▸ AUFGABEN
(a) Kopiere aus dem Interview über Film und Oper den Abschnitt von „Fundamental! Im Film“ bis „gänzlich unterschiedliche Medien?“ wortgetreu.
(b) Führe das Interview über Film und Oper im Anschluss an seinen letzten Satz weiter.

▸ AUSGEWÄHLTER ABSCHNITT
-------------------------

Andreas Dresen, Ihre Filme zeichnen sich durch eine grundsätzliche Musikalität aus. Ich denke da an »Gundermann«, aber auch an Ihre Zusammenarbeit mit der Band »17 Hippies«. Wie unterscheiden sich aus Ihrer Sicht Film und Oper?
Fundamental! Im Film wird ja höchst selten gesungen. Oper ist gerade deswegen eine der abstraktesten Formen von Theater. Vielleicht reizt mich das Medium genau deswegen, weil es so extrem anders ist. Im Film arbeite ich meist mit fotorealistischen, naturalistischen Settings. Ich kann dicht an die Gesichter ran und auf subtile Art die Psychologie von Figuren erforschen. Beim Theater braucht es eine Übersetzung, es ist ein abstrakter Ort. Ich liebe Peter Brooks Buch »Der leere Raum«. Der Titel sagt eigentlich alles. Ins Theater sollte die Imagination des Zuschauers die Welt hineinprojizieren.
Abstrakt wäre das letzte Wort, das mir zu Ihrer Filmsprache einfällt. Film und Bühne verstehen Sie also als gänzlich unterschiedliche Medien?
Unbedingt. Die Abstraktion habe ich bei all meinen Theaterarbeiten gesucht. Ich komme aus einer Theaterfamilie und bin in Kantinen groß geworden. Ich habe im Theater immer genau das gemocht, dass zwei Menschen auf eine Bühne treten und einen Raum entstehen lassen. Da braucht es nicht viel. Da kann ein einzelner Stuhl die ganze Welt bedeuten. Nach so etwas suche ich immer bei meinen Bühnenarbeiten.
Ihr Vater hat vor allem im Westen Opern inszeniert, Ihr Ziehvater war Theaterregisseur, Ihre Mutter Schauspielerin. Wie präsent war die Oper in Ihrem Leben?

-------------------------

[Datensatzeinträge zu Objektpositionen]
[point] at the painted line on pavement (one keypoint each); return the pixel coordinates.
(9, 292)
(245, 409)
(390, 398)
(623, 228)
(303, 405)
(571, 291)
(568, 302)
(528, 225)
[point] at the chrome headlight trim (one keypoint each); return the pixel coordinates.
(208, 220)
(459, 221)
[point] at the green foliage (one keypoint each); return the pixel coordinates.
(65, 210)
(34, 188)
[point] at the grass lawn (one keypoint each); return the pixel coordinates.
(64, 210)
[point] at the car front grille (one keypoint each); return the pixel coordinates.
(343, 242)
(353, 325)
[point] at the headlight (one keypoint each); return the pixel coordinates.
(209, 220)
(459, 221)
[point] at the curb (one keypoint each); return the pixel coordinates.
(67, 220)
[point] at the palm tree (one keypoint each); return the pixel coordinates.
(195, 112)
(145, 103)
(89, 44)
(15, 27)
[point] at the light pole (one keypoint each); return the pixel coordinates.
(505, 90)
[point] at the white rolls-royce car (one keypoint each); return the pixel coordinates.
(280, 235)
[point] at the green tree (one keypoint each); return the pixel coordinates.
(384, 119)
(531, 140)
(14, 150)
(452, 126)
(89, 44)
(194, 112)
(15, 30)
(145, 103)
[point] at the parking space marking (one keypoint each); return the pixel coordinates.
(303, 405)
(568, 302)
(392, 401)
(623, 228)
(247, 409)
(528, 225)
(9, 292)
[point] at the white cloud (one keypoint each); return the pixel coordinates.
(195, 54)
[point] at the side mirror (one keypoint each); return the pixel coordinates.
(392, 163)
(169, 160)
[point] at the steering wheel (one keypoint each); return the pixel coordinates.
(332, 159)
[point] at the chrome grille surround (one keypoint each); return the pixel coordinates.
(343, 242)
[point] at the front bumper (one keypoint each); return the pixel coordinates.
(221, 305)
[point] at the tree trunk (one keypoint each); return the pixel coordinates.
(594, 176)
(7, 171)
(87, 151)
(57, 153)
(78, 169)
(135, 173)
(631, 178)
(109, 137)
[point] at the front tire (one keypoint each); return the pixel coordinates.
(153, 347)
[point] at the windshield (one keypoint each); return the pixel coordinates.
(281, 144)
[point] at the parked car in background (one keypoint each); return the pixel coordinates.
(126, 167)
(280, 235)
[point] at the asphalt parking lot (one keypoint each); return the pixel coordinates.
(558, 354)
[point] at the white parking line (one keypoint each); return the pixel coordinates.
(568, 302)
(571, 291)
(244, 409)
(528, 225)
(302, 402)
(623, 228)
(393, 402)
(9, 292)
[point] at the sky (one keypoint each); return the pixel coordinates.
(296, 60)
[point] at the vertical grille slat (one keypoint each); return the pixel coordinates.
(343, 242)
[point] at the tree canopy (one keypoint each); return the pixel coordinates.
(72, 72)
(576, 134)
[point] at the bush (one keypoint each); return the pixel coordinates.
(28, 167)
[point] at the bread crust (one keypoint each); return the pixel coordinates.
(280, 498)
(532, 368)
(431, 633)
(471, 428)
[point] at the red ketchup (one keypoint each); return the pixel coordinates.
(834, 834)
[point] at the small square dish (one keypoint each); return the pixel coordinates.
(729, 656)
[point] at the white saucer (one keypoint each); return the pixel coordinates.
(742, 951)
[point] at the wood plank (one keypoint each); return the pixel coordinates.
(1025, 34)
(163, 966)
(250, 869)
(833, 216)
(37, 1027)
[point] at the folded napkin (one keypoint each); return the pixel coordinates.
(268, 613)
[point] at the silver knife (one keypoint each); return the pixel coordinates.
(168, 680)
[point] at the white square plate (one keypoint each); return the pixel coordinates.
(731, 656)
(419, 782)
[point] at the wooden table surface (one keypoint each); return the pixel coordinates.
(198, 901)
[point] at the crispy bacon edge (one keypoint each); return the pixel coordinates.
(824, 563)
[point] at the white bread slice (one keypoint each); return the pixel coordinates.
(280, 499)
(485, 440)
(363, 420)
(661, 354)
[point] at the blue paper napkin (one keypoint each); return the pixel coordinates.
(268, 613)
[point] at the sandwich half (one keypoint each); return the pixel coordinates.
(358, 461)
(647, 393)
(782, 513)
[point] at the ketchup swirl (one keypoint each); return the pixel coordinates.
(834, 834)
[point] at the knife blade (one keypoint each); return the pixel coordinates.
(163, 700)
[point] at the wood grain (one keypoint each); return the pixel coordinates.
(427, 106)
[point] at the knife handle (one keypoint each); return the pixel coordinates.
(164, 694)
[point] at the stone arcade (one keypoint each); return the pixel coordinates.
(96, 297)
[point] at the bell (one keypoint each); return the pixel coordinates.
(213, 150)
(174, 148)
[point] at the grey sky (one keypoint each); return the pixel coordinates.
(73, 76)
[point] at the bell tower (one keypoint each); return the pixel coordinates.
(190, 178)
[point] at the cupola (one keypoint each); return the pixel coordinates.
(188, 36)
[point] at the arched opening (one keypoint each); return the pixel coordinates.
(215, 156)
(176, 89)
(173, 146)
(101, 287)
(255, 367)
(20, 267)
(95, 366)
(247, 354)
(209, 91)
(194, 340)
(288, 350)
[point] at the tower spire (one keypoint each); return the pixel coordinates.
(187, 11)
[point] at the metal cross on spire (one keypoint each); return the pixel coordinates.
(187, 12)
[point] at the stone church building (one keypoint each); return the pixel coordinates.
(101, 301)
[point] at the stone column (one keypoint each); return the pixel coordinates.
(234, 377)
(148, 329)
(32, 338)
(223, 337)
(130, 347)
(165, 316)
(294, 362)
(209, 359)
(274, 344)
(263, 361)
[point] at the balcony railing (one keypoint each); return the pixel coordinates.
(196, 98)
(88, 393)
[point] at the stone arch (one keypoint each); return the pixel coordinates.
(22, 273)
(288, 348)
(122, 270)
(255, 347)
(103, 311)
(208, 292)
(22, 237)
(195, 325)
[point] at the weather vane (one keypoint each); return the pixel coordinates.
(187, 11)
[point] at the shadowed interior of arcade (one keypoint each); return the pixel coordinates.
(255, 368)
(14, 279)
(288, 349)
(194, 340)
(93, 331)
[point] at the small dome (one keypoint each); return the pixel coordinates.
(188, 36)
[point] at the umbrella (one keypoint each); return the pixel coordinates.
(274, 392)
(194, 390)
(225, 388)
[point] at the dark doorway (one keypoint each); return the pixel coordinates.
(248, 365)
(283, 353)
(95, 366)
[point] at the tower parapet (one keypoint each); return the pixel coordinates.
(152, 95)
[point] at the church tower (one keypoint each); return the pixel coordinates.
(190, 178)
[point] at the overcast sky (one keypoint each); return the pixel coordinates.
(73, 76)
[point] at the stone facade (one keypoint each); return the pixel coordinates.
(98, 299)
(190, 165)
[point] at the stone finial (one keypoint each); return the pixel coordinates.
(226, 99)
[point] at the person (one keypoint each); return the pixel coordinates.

-------------------------

▸ ANTWORTEN
(a)
Fundamental! Im Film wird ja höchst selten gesungen. Oper ist gerade deswegen eine der abstraktesten Formen von Theater. Vielleicht reizt mich das Medium genau deswegen, weil es so extrem anders ist. Im Film arbeite ich meist mit fotorealistischen, naturalistischen Settings. Ich kann dicht an die Gesichter ran und auf subtile Art die Psychologie von Figuren erforschen. Beim Theater braucht es eine Übersetzung, es ist ein abstrakter Ort. Ich liebe Peter Brooks Buch »Der leere Raum«. Der Titel sagt eigentlich alles. Ins Theater sollte die Imagination des Zuschauers die Welt hineinprojizieren.
Abstrakt wäre das letzte Wort, das mir zu Ihrer Filmsprache einfällt. Film und Bühne verstehen Sie also als gänzlich unterschiedliche Medien?

(b)
Ich habe eine Zeit lang in Schwerin am Theater als Tontechniker gearbeitet und auch Opern betreut. Ich habe gerade bei den Endproben viel gelernt. Von den Opernarbeiten meines Vater habe ich leider wenige gesehen, weil das alles nicht in meiner Nähe stattfand. Erst war die Mauer dazwischen. Nach der Wende habe ich dann natürlich einige seiner Inszenierungen gesehen. Daher gab es schon eine gewisse Affinität. Ich wäre allerdings nie auf die Idee gekommen, selbst eine Oper zu inszenieren. Das wäre mir nicht im Traum eingefallen.
Und wie ist es dann doch zur ersten Operninszenierung gekommen?
Michael Schindhelm, damals Intendant in Basel, hat mir vier Jahre lang immer wieder Angebote gemacht. Und dann hat er mich mit Don Giovanni gepackt. Das ist einfach eine wahnsinnig tolle Oper. Und die Produktion hat riesigen Spaß gemacht. Ich habe so viel gelernt, dass ich danach wirklich angefixt war.
Und dann haben Sie quasi eine Familientradition, die Ihr Vater Adolf Dresen als Opernregisseur begonnen hat, fortgesetzt. Wie stehen Sie zur Arbeit Ihres Vaters?
Seine Wozzeck-Inszenierung finde ich zum Niederknien. Sie ist grandios gearbeitet, mit einer tollen Bühne. Ich habe sie leider nur als Fernsehaufzeichnung gesehen. Andere Sachen bei ihm sind eher klassisch, traditionell inszeniert. Ich selbst suche da eine stärkere Abstraktion, vor allem beim Bühnenbild. Aber nicht im Erzählerischen, in der Psychologie, da sind mein Vater und ich uns sicher sehr ähnlich. Bei der Form möchte ich aber weg vom realistischen Abbild. Ich würde nie eine Wohnung auf der Bühne nachbauen.
Ist das eine Brechtsche Idee?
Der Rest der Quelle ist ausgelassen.